TO DO
All the data should be repeated exactly. Any image in it is left out.

Entries from an annotation dataset
· · · ·
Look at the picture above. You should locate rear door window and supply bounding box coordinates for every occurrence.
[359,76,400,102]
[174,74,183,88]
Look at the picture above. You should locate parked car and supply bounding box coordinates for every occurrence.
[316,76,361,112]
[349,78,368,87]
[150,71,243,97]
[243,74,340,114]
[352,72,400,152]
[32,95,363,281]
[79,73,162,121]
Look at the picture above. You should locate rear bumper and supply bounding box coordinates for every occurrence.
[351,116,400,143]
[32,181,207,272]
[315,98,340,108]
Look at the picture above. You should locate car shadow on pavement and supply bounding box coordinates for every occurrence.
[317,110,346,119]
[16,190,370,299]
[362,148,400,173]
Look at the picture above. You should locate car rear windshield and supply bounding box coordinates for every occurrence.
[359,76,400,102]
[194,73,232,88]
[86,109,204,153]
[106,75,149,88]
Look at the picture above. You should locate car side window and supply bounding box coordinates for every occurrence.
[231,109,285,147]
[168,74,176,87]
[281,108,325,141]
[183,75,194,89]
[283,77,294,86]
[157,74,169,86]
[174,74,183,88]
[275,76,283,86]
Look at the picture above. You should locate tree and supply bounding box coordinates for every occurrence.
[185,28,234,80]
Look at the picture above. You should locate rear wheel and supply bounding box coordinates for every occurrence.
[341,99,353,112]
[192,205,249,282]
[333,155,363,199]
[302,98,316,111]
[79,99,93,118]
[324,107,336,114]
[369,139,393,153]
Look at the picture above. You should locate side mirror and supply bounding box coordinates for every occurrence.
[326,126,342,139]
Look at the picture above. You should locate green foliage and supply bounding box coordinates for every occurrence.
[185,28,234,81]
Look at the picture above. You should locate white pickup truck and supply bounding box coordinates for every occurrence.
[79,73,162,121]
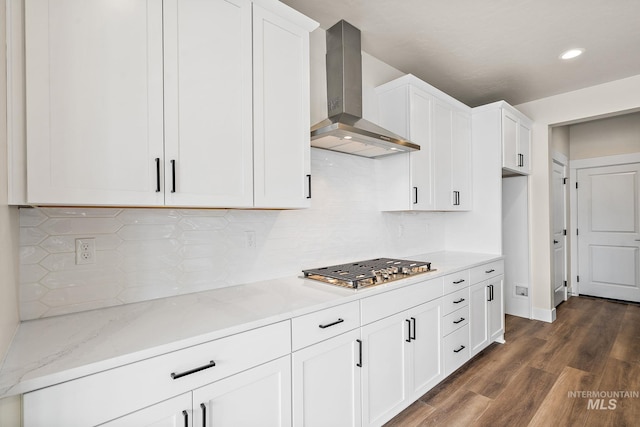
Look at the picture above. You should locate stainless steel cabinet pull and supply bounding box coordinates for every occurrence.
· · · ·
THE RESPONSE
Look at the picture above. You should locate rear door window and supply bounding box coordinates for every occurrence.
[359,76,400,102]
[174,74,183,88]
Look at the picture above. You should locate parked car and supply bounding box coordinates for every occurrence.
[316,76,361,112]
[349,78,368,87]
[150,71,243,97]
[243,74,340,114]
[352,72,400,152]
[32,95,363,281]
[79,73,162,121]
Look at the picture above. You should locate rear bumper and supply bounding box coordinates for every occurrence.
[351,116,400,143]
[32,181,207,272]
[315,98,340,108]
Look at the picture above. You should locate car shadow on pavement and supply bounding box coordinates for every occurrence.
[317,110,346,119]
[16,190,370,299]
[362,148,400,173]
Look at the picture above. You should locate car rear windshield and supply bounding box coordinates for every occurrence.
[359,76,400,102]
[194,73,232,88]
[86,109,204,153]
[106,75,149,88]
Look at the picture above. You should locate car side window and supply bounding box coordinates for every occurrence.
[231,109,285,147]
[168,74,176,87]
[281,108,325,141]
[183,75,194,89]
[283,77,294,86]
[157,74,169,86]
[174,74,183,88]
[275,76,283,86]
Look at the picture above. You should locate tree and supply bounding box coordinates for every occurrence.
[185,28,234,80]
Look at the picture above. You should locate rear wheel and supply bounding box coordinates for every occurrence.
[341,99,353,112]
[192,205,249,282]
[333,155,363,199]
[302,98,316,111]
[79,99,93,118]
[324,107,336,114]
[369,139,393,153]
Look at the picture above. You should locate side mirror and supply bounding box coordinates for every occurrence.
[326,126,342,139]
Look at the picture above. You should locate green foliage and supply bounding box coordinates for every occurrence.
[185,28,234,81]
Look at the picture above. You should locate white pickup truck and supply bounding box coordinates for every occurrence.
[79,73,162,121]
Look at the picture above. You should locate stainless steel cabinet pull and supply bounding box coordinates for every occurrence.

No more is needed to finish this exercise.